▶ **TRECHO CITADO**:
# # # # # # #

Segundo o sindicalista, ao longo dos dois mandatos que cumpriu como secretário-geral da UGT, nunca teve "um momento para respirar fundo".

"Foram nove anos sempre de vacas magras [...], mas a UGT sobreviveu e continua a tentar sobreviver e a defender aquilo que são os direitos dos trabalhadores, embora num contexto continuadamente difícil", afirmou.

Carlos Silva lembrou que "foi muito difícil" ter iniciado o seu primeiro mandato em pleno programa de austeridade, em abril de 2013, após o acordo de concertação social de 2012, subscrito pelo seu antecessor, João Proença, que impôs vários retrocessos em termos de legislação laboral e reduziu várias matérias remuneratórias, por exigência da 'troika' como contrapartida para a assistência financeira a Portugal.

"Depois veio a gerigonça, com um Governo do PS minoritário muito condicionado, com uma política centralista e anti-concertação social. A seguir, a pandemia da covid-19 e agora, que se retomava o crescimento económico e se ultrapassava a crise, a invasão da Ucrânia condiciona de novo o crescimento da economia e dos salários", considerou.

# # # # # # #

▶ **DADOS FORNECIDOS**:
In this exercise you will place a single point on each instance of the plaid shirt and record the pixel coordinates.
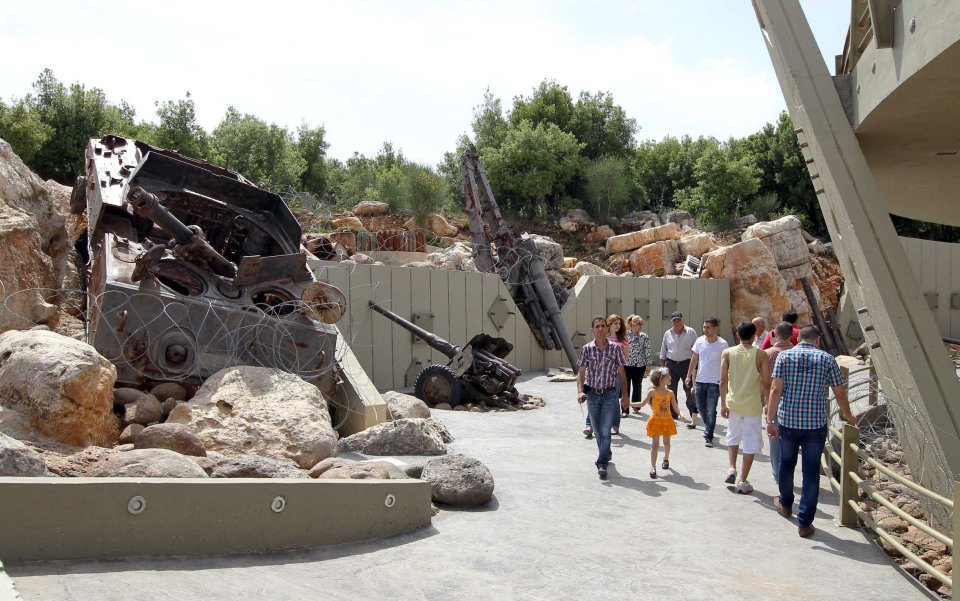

# # # # # # #

▶ **COMO RESPONDER**:
Responda com base no trecho sobre os mandatos de Carlos Silva na UGT:
1. Quantos anos o sindicalista chama de "vacas magras"?
2. Em que mês e ano começou o primeiro mandato dele?
3. Quem subscreveu o acordo de concertação social de 2012?

▶ **RESPOSTA DA TAREFA**:
1. Nove anos.
2. Abril de 2013.
3. João Proença.